*LIST OF TASKS*:
[1] Using the text on wait-free algorithms, answer each of the following briefly.
(a) Which atomic-update machine instruction does the text say is used most frequently?
(b) In what fashion do operating systems typically grant all threads an equal number of steps?
(c) Under what condition do most machines' atomic-update instructions mostly work?
[2] Retype the passage of the text on wait-free algorithms from "Let’s assume the" up to and including "to our algorithms?".

# start of TEXT SHOWN

What is a wait-free algorithm? Wikipedia has a nice article on it. There’s the obvious definition: all threads complete the job in a finite number of steps – where a “step” is some unit of work granted a thread by having the OS give the thread some time-slice on a real CPU.
Wait-free isn’t interesting for loop-free (and not recursive) programs – there’s only a finite number of steps in a finite piece of straight-line code. However, wait-free is often used to describe multi-threaded programs – which often communicate between each other with some sort of atomic-update machine instruction (frequently a CAS instruction but sometimes it’s LL/SC and sometimes something else).
I.e. – most (all?) interesting wait-free algorithms rely on special atomic instructions (you always can write wait-free programs without any kind of atomic-update instruction but these tend to be really slow). Both CAS & LL/SC will fail if their initial conditions change and the “fix” for failing is usually to loop and try again.
To re-cap: wait-free algorithms in the real world rely on fragile failable machine instructions – and the failure is often fixed by looping while retrying. To remain a wait-free algorithm, the algorithm must *somehow* know the all loops are of finite length – i.e., failure is finite. This is often a reasonable assumption – under low load most machines’ atomic-update instructions mostly work. But now let us posit an adversarial OS.
The definition of wait-free doesn’t mention an Operating System – and yet real programs running on real hardware have to deal with a real OS. Programs often more threads than CPUs and one of the OS’s jobs is to schedule the threads – grant them “steps” on the CPU to make forward progress. The OS chooses when a thread gets CPU cycles (steps) and for how long. Typically OS’s attempt to be fair and efficient, granting all threads an equal number of steps in a round-robin fashion. However, the OS isn’t required to be completely fair and typically they are not (in the name of efficiency). A wait-free program can make forward progress in the face of an OS that is not being nice, i.e. adversarial OS.
Let’s assume the adversarial OS has to be at least slightly fair: it can’t deny cycles to a thread forever. Indeed, if the program runs forever the the OS must hand out an infinite number of cycles to all threads (the unfair adversary isn’t very interesting: the OS can simply choose to not hand out cycles some threads, or even to any thread – ala a hard-crash). What kind of damage can this fair adversarial OS do to our algorithms?
For starters, the OS can guarantee that no contended LL/SC ever succeeds! Its easy: the OS schedules threads right up until they execute the LL; then that thread isn’t allowed cycles again until another thread also executes an LL to the same address. For all known implementations of LL, this will cause the 1st thread to break the “link” part of load-linked. The first thread is then allowed cycles until it tries another LL. The 2nd thread is preempted at once of course, since it also just executed an LL. Hence the OS ends up allowing all threads an infinite number of cycles while guaranteeing no LL/SC ever succeeds.

# end of TEXT SHOWN
# start of GIVEN INFORMATION

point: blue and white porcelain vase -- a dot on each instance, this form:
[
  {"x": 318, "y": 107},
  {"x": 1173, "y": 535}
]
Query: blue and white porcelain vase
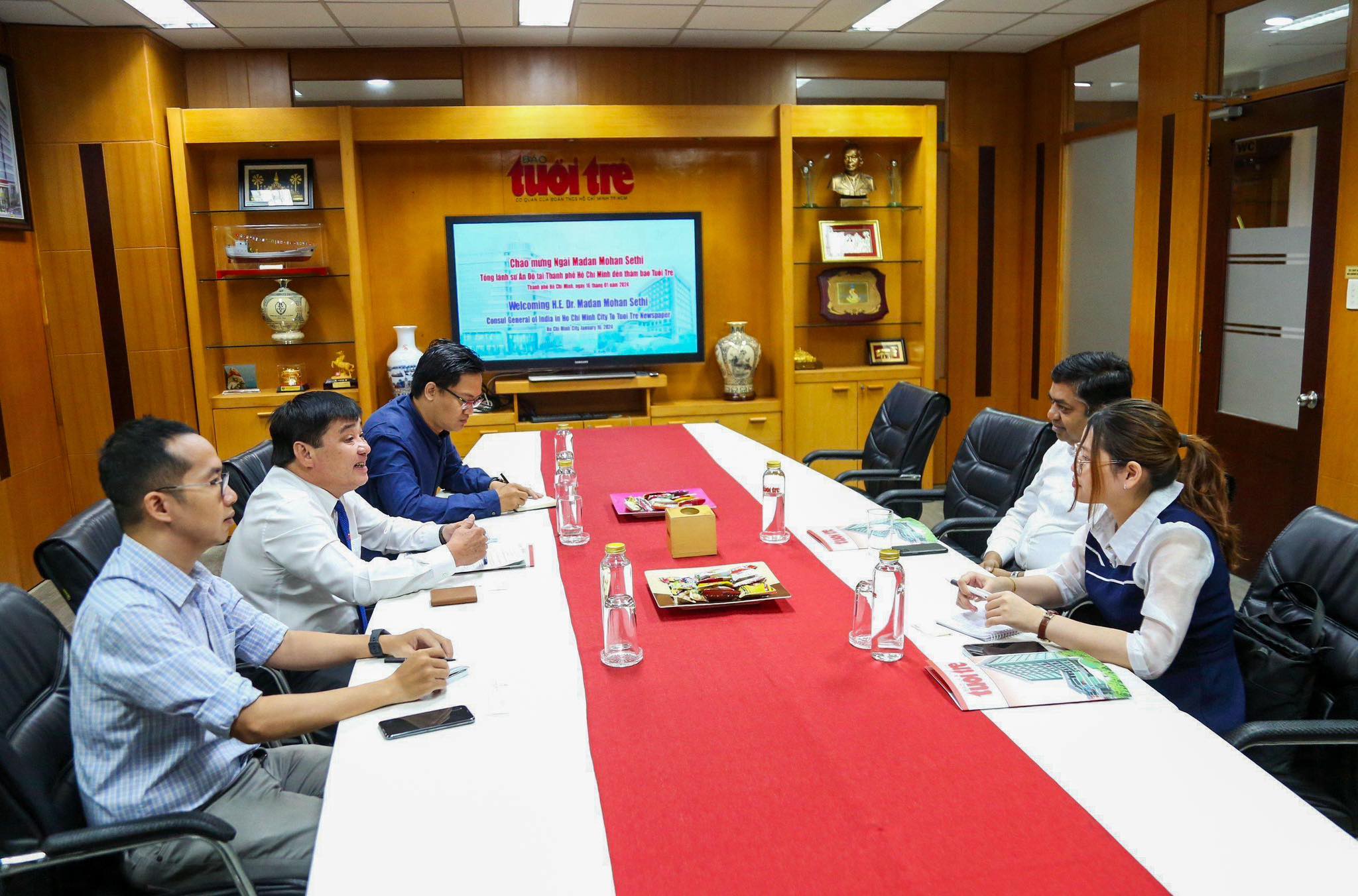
[
  {"x": 401, "y": 363},
  {"x": 738, "y": 356}
]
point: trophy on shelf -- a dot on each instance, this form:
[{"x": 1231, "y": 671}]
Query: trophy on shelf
[
  {"x": 286, "y": 311},
  {"x": 341, "y": 374},
  {"x": 292, "y": 378}
]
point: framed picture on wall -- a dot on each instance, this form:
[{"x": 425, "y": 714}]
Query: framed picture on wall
[
  {"x": 277, "y": 185},
  {"x": 851, "y": 241},
  {"x": 15, "y": 211}
]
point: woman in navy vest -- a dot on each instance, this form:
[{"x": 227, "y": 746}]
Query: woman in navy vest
[{"x": 1154, "y": 558}]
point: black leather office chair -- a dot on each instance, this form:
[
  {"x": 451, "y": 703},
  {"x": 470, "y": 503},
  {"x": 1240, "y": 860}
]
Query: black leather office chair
[
  {"x": 1320, "y": 549},
  {"x": 997, "y": 459},
  {"x": 44, "y": 838},
  {"x": 72, "y": 555},
  {"x": 898, "y": 443},
  {"x": 247, "y": 470}
]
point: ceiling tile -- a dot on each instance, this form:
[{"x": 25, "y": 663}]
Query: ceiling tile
[
  {"x": 963, "y": 22},
  {"x": 34, "y": 13},
  {"x": 727, "y": 38},
  {"x": 291, "y": 38},
  {"x": 394, "y": 15},
  {"x": 1101, "y": 7},
  {"x": 1054, "y": 25},
  {"x": 268, "y": 15},
  {"x": 1008, "y": 44},
  {"x": 605, "y": 15},
  {"x": 535, "y": 36},
  {"x": 828, "y": 40},
  {"x": 485, "y": 14},
  {"x": 405, "y": 37},
  {"x": 200, "y": 38},
  {"x": 746, "y": 18},
  {"x": 900, "y": 41},
  {"x": 837, "y": 15},
  {"x": 109, "y": 13},
  {"x": 997, "y": 6},
  {"x": 623, "y": 37}
]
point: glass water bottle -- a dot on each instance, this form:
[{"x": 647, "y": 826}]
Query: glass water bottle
[
  {"x": 774, "y": 493},
  {"x": 619, "y": 608},
  {"x": 889, "y": 607}
]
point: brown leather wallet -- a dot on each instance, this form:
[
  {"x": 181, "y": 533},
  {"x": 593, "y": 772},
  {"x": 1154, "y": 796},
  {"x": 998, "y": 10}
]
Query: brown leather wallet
[{"x": 451, "y": 596}]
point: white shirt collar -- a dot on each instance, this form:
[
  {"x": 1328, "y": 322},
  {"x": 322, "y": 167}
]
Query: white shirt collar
[{"x": 1119, "y": 545}]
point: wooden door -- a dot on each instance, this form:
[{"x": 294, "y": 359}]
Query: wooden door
[{"x": 1266, "y": 304}]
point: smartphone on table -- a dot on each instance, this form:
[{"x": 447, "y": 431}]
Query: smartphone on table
[{"x": 421, "y": 722}]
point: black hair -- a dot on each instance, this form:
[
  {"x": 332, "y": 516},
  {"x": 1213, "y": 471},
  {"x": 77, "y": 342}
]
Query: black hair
[
  {"x": 1097, "y": 378},
  {"x": 443, "y": 364},
  {"x": 136, "y": 459},
  {"x": 306, "y": 418}
]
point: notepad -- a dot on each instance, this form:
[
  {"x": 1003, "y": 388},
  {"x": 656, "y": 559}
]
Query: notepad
[{"x": 973, "y": 624}]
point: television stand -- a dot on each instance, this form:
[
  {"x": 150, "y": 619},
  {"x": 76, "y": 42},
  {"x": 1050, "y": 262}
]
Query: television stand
[{"x": 561, "y": 376}]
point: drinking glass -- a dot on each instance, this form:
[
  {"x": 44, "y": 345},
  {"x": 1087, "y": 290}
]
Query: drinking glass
[
  {"x": 881, "y": 528},
  {"x": 571, "y": 527}
]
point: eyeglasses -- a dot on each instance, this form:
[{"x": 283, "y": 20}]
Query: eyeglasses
[
  {"x": 220, "y": 482},
  {"x": 478, "y": 404}
]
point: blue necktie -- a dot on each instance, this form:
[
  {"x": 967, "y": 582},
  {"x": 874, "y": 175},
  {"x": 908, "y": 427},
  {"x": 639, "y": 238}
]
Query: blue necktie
[{"x": 343, "y": 528}]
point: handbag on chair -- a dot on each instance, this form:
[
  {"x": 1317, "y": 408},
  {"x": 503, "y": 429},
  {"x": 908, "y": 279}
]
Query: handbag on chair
[{"x": 1278, "y": 661}]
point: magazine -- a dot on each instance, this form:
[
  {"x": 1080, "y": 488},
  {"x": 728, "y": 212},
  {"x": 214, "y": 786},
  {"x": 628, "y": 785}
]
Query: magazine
[
  {"x": 855, "y": 538},
  {"x": 1026, "y": 679}
]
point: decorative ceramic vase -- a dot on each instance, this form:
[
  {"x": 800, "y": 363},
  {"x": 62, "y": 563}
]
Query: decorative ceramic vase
[
  {"x": 738, "y": 356},
  {"x": 401, "y": 363},
  {"x": 286, "y": 313}
]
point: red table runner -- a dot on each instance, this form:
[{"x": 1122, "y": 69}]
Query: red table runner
[{"x": 754, "y": 750}]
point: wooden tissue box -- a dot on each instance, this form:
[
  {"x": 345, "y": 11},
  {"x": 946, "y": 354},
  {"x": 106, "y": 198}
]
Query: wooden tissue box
[{"x": 692, "y": 531}]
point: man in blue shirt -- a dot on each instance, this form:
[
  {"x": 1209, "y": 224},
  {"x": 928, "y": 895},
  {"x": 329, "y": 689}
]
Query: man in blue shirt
[
  {"x": 160, "y": 718},
  {"x": 412, "y": 455}
]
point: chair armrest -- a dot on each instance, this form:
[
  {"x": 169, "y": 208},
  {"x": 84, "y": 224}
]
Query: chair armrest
[
  {"x": 1294, "y": 734},
  {"x": 832, "y": 454},
  {"x": 967, "y": 524},
  {"x": 878, "y": 475},
  {"x": 910, "y": 494}
]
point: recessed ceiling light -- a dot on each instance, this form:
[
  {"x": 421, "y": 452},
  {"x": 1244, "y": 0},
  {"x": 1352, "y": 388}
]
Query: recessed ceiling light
[
  {"x": 170, "y": 14},
  {"x": 545, "y": 13},
  {"x": 893, "y": 14},
  {"x": 1312, "y": 21}
]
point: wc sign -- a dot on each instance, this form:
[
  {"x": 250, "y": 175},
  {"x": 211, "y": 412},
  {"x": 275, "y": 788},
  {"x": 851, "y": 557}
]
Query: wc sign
[{"x": 534, "y": 177}]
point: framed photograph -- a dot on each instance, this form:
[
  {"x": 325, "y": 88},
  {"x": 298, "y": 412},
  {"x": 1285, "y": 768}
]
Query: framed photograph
[
  {"x": 853, "y": 295},
  {"x": 15, "y": 211},
  {"x": 886, "y": 352},
  {"x": 276, "y": 185},
  {"x": 851, "y": 241}
]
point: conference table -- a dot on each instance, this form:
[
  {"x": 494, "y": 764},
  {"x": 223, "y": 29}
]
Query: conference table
[{"x": 754, "y": 750}]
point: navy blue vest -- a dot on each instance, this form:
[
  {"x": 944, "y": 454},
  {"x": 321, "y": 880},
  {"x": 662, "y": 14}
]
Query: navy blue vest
[{"x": 1204, "y": 679}]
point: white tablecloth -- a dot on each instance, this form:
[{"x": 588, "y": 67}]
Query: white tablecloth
[{"x": 511, "y": 805}]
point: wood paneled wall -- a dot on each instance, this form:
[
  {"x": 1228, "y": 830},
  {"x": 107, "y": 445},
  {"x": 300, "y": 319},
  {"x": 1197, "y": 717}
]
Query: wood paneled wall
[
  {"x": 36, "y": 496},
  {"x": 105, "y": 90}
]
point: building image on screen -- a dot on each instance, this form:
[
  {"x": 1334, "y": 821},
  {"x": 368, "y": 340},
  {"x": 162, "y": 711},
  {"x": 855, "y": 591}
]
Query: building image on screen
[{"x": 576, "y": 291}]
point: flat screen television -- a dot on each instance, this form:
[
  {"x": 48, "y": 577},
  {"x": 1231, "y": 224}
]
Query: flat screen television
[{"x": 578, "y": 292}]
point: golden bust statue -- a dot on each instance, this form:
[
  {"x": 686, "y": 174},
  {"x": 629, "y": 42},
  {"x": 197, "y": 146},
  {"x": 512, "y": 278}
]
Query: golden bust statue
[{"x": 852, "y": 185}]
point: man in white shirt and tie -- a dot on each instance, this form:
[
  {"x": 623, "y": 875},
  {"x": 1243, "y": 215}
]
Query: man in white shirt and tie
[
  {"x": 296, "y": 554},
  {"x": 1039, "y": 527}
]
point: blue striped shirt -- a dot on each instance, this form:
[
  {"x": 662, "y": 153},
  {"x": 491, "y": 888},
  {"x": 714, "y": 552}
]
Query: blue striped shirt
[{"x": 154, "y": 686}]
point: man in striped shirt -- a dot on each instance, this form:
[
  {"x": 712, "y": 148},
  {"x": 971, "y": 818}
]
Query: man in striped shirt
[{"x": 162, "y": 721}]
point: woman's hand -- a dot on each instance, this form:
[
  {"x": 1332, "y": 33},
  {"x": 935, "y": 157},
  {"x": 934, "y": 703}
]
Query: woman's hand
[
  {"x": 973, "y": 580},
  {"x": 1008, "y": 608}
]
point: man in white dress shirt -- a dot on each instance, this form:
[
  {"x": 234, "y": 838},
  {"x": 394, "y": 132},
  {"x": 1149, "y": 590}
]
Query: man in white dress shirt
[
  {"x": 296, "y": 553},
  {"x": 1039, "y": 527}
]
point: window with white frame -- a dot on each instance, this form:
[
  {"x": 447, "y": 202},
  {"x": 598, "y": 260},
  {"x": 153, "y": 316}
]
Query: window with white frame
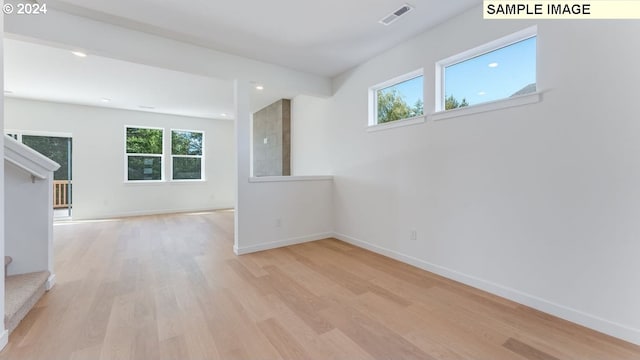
[
  {"x": 397, "y": 99},
  {"x": 502, "y": 69},
  {"x": 144, "y": 153},
  {"x": 187, "y": 155}
]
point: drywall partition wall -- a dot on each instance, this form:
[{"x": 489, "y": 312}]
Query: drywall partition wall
[
  {"x": 28, "y": 210},
  {"x": 285, "y": 210},
  {"x": 536, "y": 203},
  {"x": 99, "y": 188},
  {"x": 4, "y": 334},
  {"x": 272, "y": 140},
  {"x": 274, "y": 211},
  {"x": 309, "y": 127}
]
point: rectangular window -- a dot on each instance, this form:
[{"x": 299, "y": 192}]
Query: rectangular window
[
  {"x": 502, "y": 69},
  {"x": 397, "y": 99},
  {"x": 186, "y": 154},
  {"x": 144, "y": 153}
]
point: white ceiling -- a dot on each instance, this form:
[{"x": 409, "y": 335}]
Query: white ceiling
[
  {"x": 325, "y": 37},
  {"x": 39, "y": 72},
  {"x": 320, "y": 37}
]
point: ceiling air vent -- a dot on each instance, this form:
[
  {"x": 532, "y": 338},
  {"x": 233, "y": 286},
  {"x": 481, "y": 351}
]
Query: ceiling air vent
[{"x": 389, "y": 19}]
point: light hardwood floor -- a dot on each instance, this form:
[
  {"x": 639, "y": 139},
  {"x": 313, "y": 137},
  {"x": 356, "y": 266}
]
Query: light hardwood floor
[{"x": 170, "y": 287}]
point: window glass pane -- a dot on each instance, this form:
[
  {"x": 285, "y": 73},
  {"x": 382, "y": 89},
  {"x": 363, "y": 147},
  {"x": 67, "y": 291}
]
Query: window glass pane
[
  {"x": 400, "y": 101},
  {"x": 144, "y": 168},
  {"x": 499, "y": 74},
  {"x": 186, "y": 143},
  {"x": 187, "y": 168},
  {"x": 144, "y": 141}
]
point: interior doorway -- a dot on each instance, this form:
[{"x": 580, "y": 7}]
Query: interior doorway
[{"x": 59, "y": 148}]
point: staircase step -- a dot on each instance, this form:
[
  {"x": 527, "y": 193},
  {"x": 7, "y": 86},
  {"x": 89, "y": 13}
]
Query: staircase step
[{"x": 21, "y": 293}]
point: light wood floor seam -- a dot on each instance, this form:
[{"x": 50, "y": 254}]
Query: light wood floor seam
[{"x": 170, "y": 287}]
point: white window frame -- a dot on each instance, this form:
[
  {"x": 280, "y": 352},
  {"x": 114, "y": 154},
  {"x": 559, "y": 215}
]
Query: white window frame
[
  {"x": 201, "y": 157},
  {"x": 161, "y": 156},
  {"x": 373, "y": 102},
  {"x": 441, "y": 113}
]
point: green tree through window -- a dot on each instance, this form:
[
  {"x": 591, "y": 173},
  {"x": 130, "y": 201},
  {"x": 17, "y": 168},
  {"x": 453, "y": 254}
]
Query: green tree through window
[
  {"x": 186, "y": 154},
  {"x": 144, "y": 153}
]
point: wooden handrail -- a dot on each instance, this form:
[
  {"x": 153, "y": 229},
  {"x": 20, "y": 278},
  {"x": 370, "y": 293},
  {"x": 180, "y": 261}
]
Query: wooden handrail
[{"x": 60, "y": 191}]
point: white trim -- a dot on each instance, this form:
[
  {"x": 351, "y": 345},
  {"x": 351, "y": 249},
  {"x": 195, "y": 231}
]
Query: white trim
[
  {"x": 39, "y": 133},
  {"x": 488, "y": 106},
  {"x": 620, "y": 331},
  {"x": 4, "y": 338},
  {"x": 126, "y": 214},
  {"x": 281, "y": 243},
  {"x": 51, "y": 281},
  {"x": 290, "y": 178},
  {"x": 397, "y": 123},
  {"x": 373, "y": 90},
  {"x": 500, "y": 43},
  {"x": 27, "y": 159}
]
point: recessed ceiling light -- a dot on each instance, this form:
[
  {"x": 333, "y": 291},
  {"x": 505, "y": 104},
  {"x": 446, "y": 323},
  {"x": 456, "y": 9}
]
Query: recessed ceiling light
[
  {"x": 395, "y": 15},
  {"x": 79, "y": 53}
]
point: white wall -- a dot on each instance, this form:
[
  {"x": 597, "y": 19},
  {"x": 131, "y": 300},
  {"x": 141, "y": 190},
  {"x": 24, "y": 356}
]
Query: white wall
[
  {"x": 98, "y": 159},
  {"x": 271, "y": 214},
  {"x": 28, "y": 223},
  {"x": 289, "y": 211},
  {"x": 4, "y": 334},
  {"x": 309, "y": 129},
  {"x": 537, "y": 203}
]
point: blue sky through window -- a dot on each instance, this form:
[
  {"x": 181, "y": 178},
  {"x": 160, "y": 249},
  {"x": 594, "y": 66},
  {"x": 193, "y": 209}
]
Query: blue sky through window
[{"x": 495, "y": 75}]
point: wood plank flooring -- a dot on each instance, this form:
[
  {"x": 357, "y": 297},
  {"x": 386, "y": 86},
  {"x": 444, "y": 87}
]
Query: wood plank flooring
[{"x": 170, "y": 287}]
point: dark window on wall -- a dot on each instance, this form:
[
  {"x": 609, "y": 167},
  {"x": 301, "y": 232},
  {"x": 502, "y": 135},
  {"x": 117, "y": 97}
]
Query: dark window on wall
[{"x": 187, "y": 155}]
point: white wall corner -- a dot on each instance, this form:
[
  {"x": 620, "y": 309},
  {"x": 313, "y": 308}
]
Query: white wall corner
[{"x": 4, "y": 339}]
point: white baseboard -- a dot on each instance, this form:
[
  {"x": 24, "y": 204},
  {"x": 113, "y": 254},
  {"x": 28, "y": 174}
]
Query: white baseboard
[
  {"x": 51, "y": 281},
  {"x": 126, "y": 214},
  {"x": 281, "y": 243},
  {"x": 4, "y": 339},
  {"x": 614, "y": 329}
]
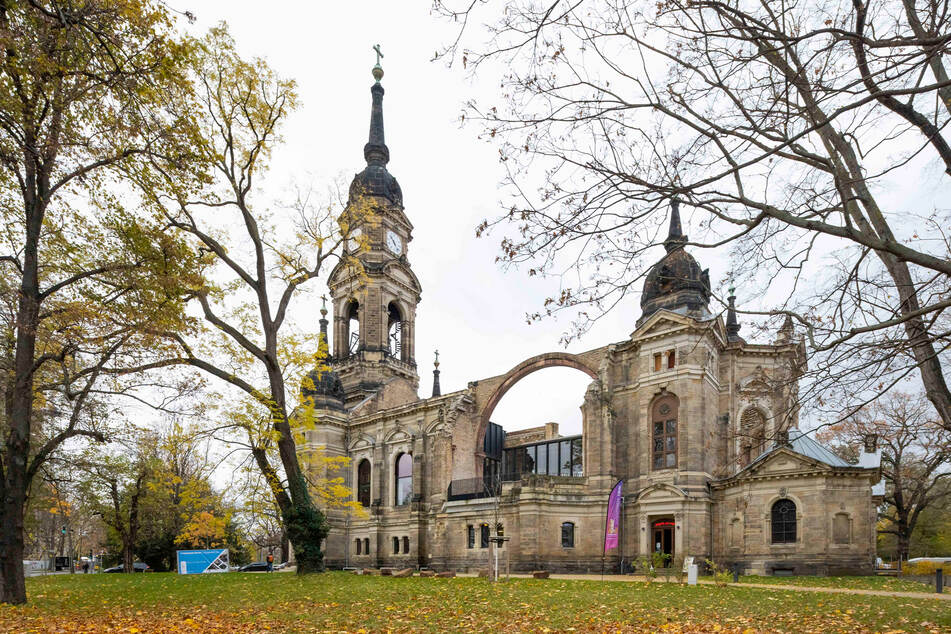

# end of GIVEN INFORMATION

*SOLUTION LIST*:
[1]
(a) A CAS instruction.
(b) In a round-robin fashion.
(c) Under low load.

[2]
Let’s assume the adversarial OS has to be at least slightly fair: it can’t deny cycles to a thread forever. Indeed, if the program runs forever the the OS must hand out an infinite number of cycles to all threads (the unfair adversary isn’t very interesting: the OS can simply choose to not hand out cycles some threads, or even to any thread – ala a hard-crash). What kind of damage can this fair adversarial OS do to our algorithms?